[Information supplied Boundary: Start]
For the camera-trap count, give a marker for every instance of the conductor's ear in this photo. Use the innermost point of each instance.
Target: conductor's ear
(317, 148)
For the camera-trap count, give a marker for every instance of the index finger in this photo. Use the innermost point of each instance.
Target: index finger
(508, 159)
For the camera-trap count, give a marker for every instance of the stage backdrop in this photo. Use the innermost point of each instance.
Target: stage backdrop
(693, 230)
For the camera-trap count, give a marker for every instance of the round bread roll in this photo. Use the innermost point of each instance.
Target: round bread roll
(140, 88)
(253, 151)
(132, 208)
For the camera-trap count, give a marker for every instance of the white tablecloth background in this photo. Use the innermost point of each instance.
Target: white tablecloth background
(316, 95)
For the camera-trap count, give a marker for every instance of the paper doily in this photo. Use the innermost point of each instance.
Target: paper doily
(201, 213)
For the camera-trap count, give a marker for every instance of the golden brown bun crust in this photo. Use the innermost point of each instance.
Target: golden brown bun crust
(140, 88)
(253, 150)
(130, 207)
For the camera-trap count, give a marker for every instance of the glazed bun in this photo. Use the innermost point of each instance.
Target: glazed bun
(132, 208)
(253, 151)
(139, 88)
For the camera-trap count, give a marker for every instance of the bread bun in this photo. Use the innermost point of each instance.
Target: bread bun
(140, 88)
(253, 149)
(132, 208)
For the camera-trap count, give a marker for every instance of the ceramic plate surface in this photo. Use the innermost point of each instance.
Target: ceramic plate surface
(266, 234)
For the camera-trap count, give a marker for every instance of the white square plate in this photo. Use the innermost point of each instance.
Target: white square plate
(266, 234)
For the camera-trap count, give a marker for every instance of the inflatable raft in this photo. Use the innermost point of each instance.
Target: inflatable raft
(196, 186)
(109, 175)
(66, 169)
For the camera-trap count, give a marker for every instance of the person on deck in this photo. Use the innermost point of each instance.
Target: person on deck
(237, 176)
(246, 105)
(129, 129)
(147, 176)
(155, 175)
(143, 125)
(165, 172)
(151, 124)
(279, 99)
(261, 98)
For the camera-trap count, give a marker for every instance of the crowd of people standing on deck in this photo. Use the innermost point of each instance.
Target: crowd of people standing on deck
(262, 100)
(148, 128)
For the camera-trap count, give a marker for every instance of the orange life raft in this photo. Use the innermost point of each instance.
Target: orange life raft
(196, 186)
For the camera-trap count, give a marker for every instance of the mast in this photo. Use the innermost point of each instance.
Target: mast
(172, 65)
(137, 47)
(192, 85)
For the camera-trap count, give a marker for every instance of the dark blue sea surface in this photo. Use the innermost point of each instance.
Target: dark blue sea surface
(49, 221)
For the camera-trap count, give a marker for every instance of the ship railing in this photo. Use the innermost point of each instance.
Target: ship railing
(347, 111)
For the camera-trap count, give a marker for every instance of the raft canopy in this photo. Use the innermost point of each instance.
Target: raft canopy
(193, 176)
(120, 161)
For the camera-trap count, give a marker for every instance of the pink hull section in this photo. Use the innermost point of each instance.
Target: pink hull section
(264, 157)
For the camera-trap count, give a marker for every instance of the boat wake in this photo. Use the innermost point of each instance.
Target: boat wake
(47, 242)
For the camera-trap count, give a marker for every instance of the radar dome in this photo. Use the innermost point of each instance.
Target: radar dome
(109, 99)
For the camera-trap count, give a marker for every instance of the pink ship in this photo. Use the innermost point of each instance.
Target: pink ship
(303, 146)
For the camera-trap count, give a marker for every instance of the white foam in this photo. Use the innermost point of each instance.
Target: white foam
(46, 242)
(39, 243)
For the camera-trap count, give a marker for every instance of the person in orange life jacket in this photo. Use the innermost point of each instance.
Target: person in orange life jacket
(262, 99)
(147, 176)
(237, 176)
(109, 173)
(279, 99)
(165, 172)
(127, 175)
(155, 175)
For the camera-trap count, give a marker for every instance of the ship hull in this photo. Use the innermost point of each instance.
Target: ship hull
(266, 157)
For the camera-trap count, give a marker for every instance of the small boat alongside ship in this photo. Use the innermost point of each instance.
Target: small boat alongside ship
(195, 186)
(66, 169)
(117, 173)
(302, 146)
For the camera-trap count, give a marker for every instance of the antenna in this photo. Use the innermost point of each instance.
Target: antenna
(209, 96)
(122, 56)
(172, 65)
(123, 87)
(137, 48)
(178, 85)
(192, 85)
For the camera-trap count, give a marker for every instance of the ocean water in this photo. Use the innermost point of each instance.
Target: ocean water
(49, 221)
[Information supplied Boundary: End]
* Exercise aim *
With the first line being the one containing "Target: raft canopy" and the last line the one containing "the pink ship", transcribe exactly the lines above that fall in that range.

* Your response *
Target: raft canopy
(193, 176)
(120, 161)
For the camera-trap count, give a marker for every instance of the pink hull section in this photo. Use the innermost point of each instance.
Target: pink hull section
(264, 157)
For the camera-trap count, give a marker for every instance of the boat wake in this photo. Use the innermost point of each instance.
Target: boat wake
(47, 242)
For the camera-trap count, give a marker for every instance of the radar dome in this photo. Use the innermost point of each instance.
Target: radar dome
(109, 99)
For the camera-trap count, give a marker for every instance of the pink ship in this photo. Use the innermost point of each instance.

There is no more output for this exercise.